───── FRAGMENTO MOSTRADO

Cuando no basta con ser “el buen inmigrante”

Por: Ana María Moraga | Publicado: 27.04.2018
Cuando no basta con ser “el buen inmigrante” |
Todas las maravillas que Paul desplegaba en su espacio laboral no bastaron para que el Estado chileno le permitiese concretar la invitación hecha a su hermana de 18 años para que conociera a su sobrino. No la veía hacía 5 años. Todos los esfuerzos nombrados no fueron suficientes para que policía internacional timbrase el sello de ingreso en su pasaporte de ciudadana haitiana. Esta fue retenida y deportada, sin mediar explicación.

Conocí a Paul al paso, cuando con Jean le llevamos su colación. Hablaba castellano fluido y chileno avanzado. Dominaba todos los códigos de ese mercado mayorista. Se paraba de igual a igual. Imponía su personalidad cuando conversaba. Eso es importante cuando la comunicación depende de gritos que van de camión a camión. Me acuerdo un día que, en el sector de los repollos -uno de los más duros para trabajar, sobre todo en invierno, porque estás horas en la parte trasera de un camión húmedo, donde se te moja la ropa y te hielas- un grupo de estibadores chilenos empezó a molestar a los haitianos del camión del frente, reclamando y mofándose de que “gritaban muy alto”. Comenzó una guerra verbal chileno-creole que no terminó en más que trabajo.

──────────
───── SECCIÓN DE DATOS

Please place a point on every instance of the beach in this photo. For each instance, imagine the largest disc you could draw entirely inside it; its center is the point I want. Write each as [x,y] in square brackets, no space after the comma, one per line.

──────────

OBJETIVOS:
1. Reproduce tal cual el pasaje del fragmento mostrado que va desde "Por: Ana María" hasta "sin mediar explicación.".
2. Según el fragmento mostrado, ¿qué edad tenía la hermana de Paul a la que él invitó a conocer a su sobrino?
3. Prolonga el relato sobre Paul en el mercado mayorista a partir de su última oración.

RESULTADOS:
1.
Por: Ana María Moraga | Publicado: 27.04.2018
Cuando no basta con ser “el buen inmigrante” |
Todas las maravillas que Paul desplegaba en su espacio laboral no bastaron para que el Estado chileno le permitiese concretar la invitación hecha a su hermana de 18 años para que conociera a su sobrino. No la veía hacía 5 años. Todos los esfuerzos nombrados no fueron suficientes para que policía internacional timbrase el sello de ingreso en su pasaporte de ciudadana haitiana. Esta fue retenida y deportada, sin mediar explicación.

2. Tenía 18 años.

3.
Así como hay personas que expresan abiertamente su racismo, hay otras que despliegan “su choreza” en aras del orden. Si bien el recinto dispone de guardias privados para contener robos, observé que los conflictos cotidianos eran resueltos por los que sabían más. En ese estatus estaba Paul. Independientemente de la nacionalidad, todos esos trabajadores estaban aguantando frío y con el ánimo de que el camión “se vendiera” pronto. Intercambiaban técnicas para hacer frente a la situación: vestirse por varias capas, ponerse arriba un overol y tratar de cambiárselo. Algunos dejaban una tenida en la cocinería de Jean -para mantenerla seca- y se pasaban a cambiar en cuanto tuvieran la oportunidad. El fuego hecho a base de carbón y madera de cajón de frutales alcanzaba para todos. Era mayo de 2015 y el humo de los braceros (llantas de neumáticos reutilizadas) y los gases de los camiones hacían el aire tan pesado como las faenas que ahí se llevaban.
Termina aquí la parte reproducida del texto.